(Texte à étudier):
====
Sans exagérer, ce petit livre est une contribution décisive à l’un des débats centraux de l’après 2012 et du premier quart de ce siècle : les services « d’aide à la personne ».

Un mot sur le qualificatif « petit », qui agace certains auteurs. Je l’ai déjà soutenu à propos des livres d’Eva Sas ou de Guillaume Duval : aujourd’hui faire court est un « plus » pour un essai. Les gros livres, y compris les miens, risquent désormais de ne plus être lus, ou ils seront prétendument lus et en diagonal. Faire « court » est donc un qualificatif d’excellence, tout en justifiant des choix : tout n’y est pas traité. Ce n’esgt pas un « traité ». C’est d’ailleurs l’esprit de plusieurs collections militantes, telles que Raison d’Agir, ou les Repères et autres « Sur le vif » des éditions La Découverte.

Cette excellence, qui est brièveté, n’exclut pas la densité. Et ce livre d’un sociologue et d’une économiste est bourré de citations d’enquêtes, de chiffres. Les raisonnements s’appuient à la fois sur les témoignages et les statistiques.

De quoi s’agit-il ici ? De l’escroquerie qui consiste à réunir sous le concept « aide à la personne » deux choses très différentes. D’une part l’aide nécessaire aux personnes dépendantes à domicile (et qui souhaitent très légitimement rester à leur domicile). Et d’autre part, le service d’entretien su domicile rendu à des ménages qui ne souhaitent pas s’en occuper et ont les moyens de s’en dispenser.

Il ne s’agit évidemment pas de critiquer ces dern iers. Si on a la chance d’avoir un peu d’argent, on le dépense en objet, en voyages ou en temps libéré, et le recours à du personnel de ménage est un moyen de gagner du temps libre.

Mais, nous expliquent les auteurs, nous ne racontons pas que cela fait avancer la libération des femmes. C’est un moyen de faire avancer la libération du temps des femmes des classes moyennes, qui se substituent à des mesures plus radicales telle que la réduction de travail salarié pour les deux sexes et une meilleure répartition du travail domestique entre les deux sexes.
====
(Données enregistrées):
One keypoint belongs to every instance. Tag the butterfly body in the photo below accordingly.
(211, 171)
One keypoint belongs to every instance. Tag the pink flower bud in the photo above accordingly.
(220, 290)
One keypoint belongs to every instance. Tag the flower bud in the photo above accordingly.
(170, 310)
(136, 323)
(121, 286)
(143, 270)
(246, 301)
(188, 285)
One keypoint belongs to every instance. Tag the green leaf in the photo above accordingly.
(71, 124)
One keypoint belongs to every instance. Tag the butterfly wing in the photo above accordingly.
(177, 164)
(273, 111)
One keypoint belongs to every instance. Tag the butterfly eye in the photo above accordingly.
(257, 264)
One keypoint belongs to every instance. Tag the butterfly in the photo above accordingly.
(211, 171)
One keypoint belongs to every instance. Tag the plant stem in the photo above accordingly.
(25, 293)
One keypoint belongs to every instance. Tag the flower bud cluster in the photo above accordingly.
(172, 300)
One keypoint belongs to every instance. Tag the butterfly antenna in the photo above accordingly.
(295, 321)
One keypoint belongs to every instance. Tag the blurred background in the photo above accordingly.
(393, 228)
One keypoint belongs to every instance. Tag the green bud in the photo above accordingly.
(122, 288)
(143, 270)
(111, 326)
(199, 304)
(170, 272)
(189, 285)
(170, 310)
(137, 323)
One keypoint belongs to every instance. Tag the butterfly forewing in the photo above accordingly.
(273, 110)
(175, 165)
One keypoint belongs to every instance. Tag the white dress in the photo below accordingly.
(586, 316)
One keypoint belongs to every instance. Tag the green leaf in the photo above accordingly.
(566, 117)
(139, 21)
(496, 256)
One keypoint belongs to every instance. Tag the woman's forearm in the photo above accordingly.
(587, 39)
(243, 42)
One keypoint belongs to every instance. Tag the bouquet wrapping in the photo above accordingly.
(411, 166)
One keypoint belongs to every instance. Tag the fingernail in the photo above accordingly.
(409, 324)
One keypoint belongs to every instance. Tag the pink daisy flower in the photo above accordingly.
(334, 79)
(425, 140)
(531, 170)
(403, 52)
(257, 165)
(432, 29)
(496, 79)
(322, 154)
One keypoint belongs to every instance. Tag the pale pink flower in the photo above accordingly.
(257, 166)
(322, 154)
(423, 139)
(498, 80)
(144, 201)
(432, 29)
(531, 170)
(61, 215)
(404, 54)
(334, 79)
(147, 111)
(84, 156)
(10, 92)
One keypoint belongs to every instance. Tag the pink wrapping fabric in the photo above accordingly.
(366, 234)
====
(Consigne):
Modifiez le compte rendu du livre en partant de « Cette excellence, qui » et en allant jusqu'à « et les statistiques. » inclus. Remplacez-y « sociologue » par « démographe ».

(Réponse):
Cette excellence, qui est brièveté, n’exclut pas la densité. Et ce livre d’un démographe et d’une économiste est bourré de citations d’enquêtes, de chiffres. Les raisonnements s’appuient à la fois sur les témoignages et les statistiques.